* _Testo del documento_:
Norme di riconoscimento:
Gli ordinamenti moderni si istituiscono attraverso un processo costituente. Ciò
significa che è la stessa costituzione a indicare gli atti che possono produrre il
diritto, cioè le fonti. Non tutte, perché in un ordinamento a struttura gerarchica,
basta che la Cost indichi le fonti ad essa immediatamente inferiori, ossia le
FONTI PRIMARIE, perché saranno queste a loro volta a regolare le fonti ancora
inferiori (FONTI SECONDARIE). Le norme di un ordinamento giuridico che
indicano le fonti abilitate a innovare l’ordinamento stesso si chiamano
usualmente NORME DI RICONOSCIMENTO o FONTI SULLA PRODUZIONE delle
norme.
Fonti di cognizione: pubblicazione e ricerca:
Le FONTI DI COGNIZIONE del diritto non sono altro che gli strumenti attraverso
cui si viene a conoscere le fonti di produzione. In Italia vi sono fonti di
cognizione ufficiali (GAZZETTA UFFICIALE G.U.) oppure private. Altre fonti
ufficiali sono i Bollettini ufficiali delle Regioni (B.U.R.) e la Gazzetta ufficiale
della Comunità europea (GUCE). Anche a livello comunale e provinciale ci sono
strumenti di info ufficiale.
Pubblicazione ufficiale e entrata in vigore:
Il testo che viene pubblicato sulle fonti ufficiali ha molta importanza, perché
quel testo ENTRA IN VIGORE, cioè diventa obbligatorio per tutti. Infatti tutti gli
atti normativi devono essere pubblicati su una fonte ufficiale perché i cittadini e
gli organi preposti all’applicazione del diritto lo possano conoscere. Trascorsi 15
giorni dalla data di pubblicazione (questo periodo viene detto VACATIO LEGIS)
in cui gli effetti della legge sono sospesi, l’atto diviene pienamente obbligatorio
e vige la presunzione di conoscenza della legge (“IGNORANTIA LEGIS NON
EXCUSAT”) e l’obbligo del giudice di applicarla senza bisogno che siano le parti
a provarne l’esistenza (“IURA NOVIT CURIA”).

* _Problema posto A_: Elenca tutte le espressioni latine presenti nel testo sulle fonti del diritto.

* _Voci riportate_:
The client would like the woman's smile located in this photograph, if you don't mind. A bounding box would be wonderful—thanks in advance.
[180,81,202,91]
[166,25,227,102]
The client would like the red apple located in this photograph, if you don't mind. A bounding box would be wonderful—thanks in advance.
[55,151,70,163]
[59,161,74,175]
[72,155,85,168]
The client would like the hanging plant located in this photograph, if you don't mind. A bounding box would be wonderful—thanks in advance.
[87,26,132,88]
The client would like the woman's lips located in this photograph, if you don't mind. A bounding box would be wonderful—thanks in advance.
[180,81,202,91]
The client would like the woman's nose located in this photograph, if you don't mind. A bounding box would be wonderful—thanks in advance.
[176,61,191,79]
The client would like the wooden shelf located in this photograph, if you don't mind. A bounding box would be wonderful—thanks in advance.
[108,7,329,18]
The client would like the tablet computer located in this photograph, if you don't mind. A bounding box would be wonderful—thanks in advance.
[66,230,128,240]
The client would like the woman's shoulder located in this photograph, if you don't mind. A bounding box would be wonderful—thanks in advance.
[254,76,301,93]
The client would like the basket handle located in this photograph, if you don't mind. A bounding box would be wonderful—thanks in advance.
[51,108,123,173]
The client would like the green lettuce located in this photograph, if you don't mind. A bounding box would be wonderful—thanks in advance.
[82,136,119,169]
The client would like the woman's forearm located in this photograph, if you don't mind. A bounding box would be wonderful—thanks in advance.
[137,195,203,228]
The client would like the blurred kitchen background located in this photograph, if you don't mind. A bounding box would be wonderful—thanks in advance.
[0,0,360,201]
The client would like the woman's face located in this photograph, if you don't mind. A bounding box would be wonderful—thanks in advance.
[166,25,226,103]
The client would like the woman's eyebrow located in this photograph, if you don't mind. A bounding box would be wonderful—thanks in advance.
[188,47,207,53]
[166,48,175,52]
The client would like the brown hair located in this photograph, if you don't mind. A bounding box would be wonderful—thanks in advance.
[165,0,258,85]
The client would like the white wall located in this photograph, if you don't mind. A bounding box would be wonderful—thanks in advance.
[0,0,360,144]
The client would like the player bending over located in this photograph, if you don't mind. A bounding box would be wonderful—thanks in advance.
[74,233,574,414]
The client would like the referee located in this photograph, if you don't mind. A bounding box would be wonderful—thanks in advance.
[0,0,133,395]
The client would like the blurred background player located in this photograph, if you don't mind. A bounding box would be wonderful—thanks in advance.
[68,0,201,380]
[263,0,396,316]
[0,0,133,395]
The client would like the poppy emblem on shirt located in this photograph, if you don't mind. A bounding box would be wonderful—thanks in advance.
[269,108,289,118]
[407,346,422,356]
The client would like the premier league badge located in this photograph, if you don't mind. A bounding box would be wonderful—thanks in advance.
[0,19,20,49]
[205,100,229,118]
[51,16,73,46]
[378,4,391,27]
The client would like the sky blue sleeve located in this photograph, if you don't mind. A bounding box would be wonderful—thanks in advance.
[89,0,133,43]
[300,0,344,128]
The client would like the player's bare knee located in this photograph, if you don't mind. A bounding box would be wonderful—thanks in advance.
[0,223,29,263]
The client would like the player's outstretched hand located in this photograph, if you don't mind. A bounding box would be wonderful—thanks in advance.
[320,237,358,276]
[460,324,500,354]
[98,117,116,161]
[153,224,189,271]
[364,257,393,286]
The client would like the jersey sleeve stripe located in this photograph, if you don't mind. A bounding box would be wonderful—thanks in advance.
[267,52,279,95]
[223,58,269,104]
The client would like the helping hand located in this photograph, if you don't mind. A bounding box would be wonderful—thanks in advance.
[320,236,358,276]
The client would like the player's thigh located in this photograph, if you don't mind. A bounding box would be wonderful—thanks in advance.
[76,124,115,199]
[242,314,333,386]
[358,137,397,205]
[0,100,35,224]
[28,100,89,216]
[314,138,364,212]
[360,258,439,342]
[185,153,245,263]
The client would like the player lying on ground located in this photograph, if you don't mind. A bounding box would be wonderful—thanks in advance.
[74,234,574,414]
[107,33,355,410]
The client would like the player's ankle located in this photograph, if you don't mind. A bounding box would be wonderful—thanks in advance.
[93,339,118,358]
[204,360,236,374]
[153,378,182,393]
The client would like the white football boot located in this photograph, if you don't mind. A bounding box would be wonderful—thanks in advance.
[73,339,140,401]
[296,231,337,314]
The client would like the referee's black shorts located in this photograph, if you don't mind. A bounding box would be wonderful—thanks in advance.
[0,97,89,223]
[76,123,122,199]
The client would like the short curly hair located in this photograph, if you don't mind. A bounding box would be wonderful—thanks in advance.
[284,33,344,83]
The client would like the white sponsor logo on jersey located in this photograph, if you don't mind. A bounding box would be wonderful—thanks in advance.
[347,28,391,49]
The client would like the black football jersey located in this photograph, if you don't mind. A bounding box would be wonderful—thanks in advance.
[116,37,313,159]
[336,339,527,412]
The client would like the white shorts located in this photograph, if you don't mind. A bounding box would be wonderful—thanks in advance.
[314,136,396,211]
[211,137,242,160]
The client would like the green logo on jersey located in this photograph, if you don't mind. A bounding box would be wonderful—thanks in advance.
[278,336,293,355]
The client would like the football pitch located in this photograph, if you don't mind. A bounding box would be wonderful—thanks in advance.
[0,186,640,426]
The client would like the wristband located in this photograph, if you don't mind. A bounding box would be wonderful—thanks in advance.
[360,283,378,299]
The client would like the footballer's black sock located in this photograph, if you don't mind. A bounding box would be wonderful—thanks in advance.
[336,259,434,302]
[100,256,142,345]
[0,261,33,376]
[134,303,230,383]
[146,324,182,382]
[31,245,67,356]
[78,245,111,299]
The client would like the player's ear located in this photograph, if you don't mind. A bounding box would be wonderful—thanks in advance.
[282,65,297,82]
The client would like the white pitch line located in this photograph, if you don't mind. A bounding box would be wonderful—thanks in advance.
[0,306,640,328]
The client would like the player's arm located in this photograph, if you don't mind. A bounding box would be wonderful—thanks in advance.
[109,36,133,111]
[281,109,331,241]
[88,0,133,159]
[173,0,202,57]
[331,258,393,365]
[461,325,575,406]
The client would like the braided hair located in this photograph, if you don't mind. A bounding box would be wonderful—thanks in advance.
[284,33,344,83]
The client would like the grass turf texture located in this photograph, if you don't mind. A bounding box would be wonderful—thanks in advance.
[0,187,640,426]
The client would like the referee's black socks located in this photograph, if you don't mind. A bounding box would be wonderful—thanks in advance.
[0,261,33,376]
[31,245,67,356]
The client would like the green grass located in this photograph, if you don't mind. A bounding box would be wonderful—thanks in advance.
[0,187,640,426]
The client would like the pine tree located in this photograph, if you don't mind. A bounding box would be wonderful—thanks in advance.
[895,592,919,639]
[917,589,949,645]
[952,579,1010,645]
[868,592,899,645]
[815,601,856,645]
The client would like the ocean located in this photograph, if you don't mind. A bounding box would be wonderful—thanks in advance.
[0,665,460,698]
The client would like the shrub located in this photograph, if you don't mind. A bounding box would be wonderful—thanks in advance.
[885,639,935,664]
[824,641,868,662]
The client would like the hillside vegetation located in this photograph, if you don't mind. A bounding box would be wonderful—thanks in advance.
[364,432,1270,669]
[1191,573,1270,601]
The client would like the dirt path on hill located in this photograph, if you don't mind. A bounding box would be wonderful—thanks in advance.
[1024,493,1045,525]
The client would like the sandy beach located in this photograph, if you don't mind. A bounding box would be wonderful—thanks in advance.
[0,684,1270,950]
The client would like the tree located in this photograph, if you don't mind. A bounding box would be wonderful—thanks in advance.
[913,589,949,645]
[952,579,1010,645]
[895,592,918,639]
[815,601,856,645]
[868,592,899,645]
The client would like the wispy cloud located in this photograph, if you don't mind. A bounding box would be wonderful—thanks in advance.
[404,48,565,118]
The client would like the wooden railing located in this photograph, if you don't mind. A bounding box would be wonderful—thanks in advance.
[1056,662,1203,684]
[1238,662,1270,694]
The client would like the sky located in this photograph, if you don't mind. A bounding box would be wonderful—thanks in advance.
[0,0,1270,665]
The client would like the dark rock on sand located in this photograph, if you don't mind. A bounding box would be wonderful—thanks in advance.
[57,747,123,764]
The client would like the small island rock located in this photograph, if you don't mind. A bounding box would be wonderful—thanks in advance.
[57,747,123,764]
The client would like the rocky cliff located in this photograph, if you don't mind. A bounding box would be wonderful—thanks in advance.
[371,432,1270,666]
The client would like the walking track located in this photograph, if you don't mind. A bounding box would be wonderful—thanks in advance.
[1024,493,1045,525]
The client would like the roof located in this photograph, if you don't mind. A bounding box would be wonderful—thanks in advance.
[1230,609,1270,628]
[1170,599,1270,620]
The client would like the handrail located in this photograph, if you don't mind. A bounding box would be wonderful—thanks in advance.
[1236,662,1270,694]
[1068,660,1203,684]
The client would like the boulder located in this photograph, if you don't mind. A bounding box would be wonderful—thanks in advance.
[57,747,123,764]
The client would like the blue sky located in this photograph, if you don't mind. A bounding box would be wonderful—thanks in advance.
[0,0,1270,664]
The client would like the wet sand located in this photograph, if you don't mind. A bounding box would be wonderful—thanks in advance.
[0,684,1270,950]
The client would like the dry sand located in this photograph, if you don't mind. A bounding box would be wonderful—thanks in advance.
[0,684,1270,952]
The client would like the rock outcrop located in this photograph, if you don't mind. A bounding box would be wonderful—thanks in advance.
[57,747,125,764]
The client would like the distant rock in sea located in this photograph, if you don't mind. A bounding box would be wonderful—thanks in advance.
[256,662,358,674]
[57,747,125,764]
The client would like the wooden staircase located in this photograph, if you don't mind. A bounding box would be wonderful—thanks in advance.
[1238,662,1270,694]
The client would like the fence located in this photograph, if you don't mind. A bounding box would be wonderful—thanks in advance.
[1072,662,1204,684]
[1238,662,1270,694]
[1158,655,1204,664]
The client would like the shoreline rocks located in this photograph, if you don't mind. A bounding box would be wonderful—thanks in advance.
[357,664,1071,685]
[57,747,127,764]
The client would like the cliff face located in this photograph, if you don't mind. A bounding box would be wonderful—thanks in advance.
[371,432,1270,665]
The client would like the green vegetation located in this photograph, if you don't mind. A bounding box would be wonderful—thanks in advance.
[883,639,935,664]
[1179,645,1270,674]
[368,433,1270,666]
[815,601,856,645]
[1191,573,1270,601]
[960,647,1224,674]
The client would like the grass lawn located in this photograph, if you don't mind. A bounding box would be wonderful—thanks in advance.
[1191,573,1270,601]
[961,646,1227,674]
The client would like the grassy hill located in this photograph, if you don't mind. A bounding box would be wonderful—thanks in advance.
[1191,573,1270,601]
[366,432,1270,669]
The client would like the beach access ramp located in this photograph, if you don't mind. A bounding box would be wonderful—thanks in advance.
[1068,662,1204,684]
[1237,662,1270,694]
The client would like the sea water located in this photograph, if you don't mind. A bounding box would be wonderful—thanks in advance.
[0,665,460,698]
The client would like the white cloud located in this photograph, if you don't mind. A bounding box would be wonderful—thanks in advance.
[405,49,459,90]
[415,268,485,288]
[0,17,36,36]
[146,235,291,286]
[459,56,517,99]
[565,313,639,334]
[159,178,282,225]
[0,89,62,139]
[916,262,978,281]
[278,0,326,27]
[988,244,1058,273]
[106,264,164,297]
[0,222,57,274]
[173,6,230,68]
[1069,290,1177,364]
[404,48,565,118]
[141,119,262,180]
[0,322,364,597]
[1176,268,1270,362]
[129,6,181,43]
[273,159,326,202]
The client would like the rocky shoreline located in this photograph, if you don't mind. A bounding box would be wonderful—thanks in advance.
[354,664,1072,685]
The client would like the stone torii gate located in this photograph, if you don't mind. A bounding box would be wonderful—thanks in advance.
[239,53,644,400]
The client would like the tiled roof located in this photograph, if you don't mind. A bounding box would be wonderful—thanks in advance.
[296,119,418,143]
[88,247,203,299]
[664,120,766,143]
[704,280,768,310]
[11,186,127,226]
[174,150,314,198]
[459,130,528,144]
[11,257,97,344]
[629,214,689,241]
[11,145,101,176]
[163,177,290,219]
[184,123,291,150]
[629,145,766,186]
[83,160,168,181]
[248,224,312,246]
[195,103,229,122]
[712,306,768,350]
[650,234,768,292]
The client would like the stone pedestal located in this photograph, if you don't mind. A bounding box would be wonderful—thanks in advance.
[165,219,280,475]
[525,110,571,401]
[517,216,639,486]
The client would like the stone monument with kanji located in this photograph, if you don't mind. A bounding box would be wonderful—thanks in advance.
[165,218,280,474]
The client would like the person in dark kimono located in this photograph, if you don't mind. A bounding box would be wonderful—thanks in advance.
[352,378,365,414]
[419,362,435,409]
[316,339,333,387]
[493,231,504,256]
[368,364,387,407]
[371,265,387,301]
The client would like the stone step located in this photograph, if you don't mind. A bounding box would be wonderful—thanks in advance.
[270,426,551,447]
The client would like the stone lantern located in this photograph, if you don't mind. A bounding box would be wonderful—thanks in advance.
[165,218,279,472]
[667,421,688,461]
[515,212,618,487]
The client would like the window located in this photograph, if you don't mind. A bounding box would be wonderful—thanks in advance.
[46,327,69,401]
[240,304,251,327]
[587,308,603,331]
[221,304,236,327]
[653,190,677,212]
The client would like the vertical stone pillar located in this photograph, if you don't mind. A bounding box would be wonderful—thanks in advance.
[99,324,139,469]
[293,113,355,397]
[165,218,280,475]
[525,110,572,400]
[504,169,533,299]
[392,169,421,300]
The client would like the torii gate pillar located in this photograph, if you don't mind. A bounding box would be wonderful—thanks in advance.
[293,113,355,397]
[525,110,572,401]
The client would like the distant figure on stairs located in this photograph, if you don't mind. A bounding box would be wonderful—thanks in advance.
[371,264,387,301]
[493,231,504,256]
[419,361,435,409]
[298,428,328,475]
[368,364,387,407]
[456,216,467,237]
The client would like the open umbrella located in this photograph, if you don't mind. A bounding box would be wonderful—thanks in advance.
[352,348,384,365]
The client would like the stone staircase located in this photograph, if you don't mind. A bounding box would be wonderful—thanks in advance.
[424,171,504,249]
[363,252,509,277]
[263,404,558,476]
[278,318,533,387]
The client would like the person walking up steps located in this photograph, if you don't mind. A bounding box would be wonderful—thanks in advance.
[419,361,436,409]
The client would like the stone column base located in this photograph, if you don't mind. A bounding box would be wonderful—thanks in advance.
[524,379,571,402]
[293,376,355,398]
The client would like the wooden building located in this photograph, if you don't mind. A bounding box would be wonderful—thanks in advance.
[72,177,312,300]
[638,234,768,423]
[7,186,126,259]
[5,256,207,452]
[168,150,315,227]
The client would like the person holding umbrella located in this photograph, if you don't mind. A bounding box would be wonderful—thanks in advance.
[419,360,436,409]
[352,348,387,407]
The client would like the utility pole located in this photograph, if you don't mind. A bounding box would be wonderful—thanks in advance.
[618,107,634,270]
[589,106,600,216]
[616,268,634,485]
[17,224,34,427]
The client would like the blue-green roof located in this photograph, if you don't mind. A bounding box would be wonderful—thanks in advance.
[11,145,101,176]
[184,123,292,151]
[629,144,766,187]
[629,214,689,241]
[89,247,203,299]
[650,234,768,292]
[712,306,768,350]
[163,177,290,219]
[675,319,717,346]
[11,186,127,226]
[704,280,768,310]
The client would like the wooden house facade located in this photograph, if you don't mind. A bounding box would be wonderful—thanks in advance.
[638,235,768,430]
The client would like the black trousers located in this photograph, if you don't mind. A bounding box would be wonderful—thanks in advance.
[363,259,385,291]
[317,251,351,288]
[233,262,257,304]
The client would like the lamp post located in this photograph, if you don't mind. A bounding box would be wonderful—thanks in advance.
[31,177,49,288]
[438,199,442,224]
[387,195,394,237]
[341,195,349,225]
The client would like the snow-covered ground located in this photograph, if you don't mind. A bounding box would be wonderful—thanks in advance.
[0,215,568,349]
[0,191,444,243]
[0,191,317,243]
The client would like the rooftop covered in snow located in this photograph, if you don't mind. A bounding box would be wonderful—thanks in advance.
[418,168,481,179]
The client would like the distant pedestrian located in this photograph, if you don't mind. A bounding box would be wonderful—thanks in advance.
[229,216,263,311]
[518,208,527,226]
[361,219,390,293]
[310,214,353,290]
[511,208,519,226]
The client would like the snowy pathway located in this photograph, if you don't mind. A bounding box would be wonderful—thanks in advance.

* _Problema posto B_: Sostituisci "photograph" con "image" nelle righe dell'elenco che vanno da quella con "The client would like the cliff" a quella con "[1237,662,1270,694]", lasciando invariato tutto il resto. Riporta soltanto queste righe.

* _Risultato finale A_:
- VACATIO LEGIS
- IGNORANTIA LEGIS NON EXCUSAT
- IURA NOVIT CURIA

* _Risultato finale B_:
The client would like the cliff face located in this image, if you don't mind. A bounding box would be wonderful—thanks in advance.
[371,432,1270,665]
The client would like the green vegetation located in this image, if you don't mind. A bounding box would be wonderful—thanks in advance.
[883,639,935,664]
[1179,645,1270,674]
[368,433,1270,666]
[815,601,856,645]
[1191,573,1270,601]
[960,647,1224,674]
The client would like the grass lawn located in this image, if you don't mind. A bounding box would be wonderful—thanks in advance.
[1191,573,1270,601]
[961,646,1227,674]
The client would like the grassy hill located in this image, if you don't mind. A bounding box would be wonderful—thanks in advance.
[1191,573,1270,601]
[366,432,1270,669]
The client would like the beach access ramp located in this image, if you don't mind. A bounding box would be wonderful—thanks in advance.
[1068,662,1204,684]
[1237,662,1270,694]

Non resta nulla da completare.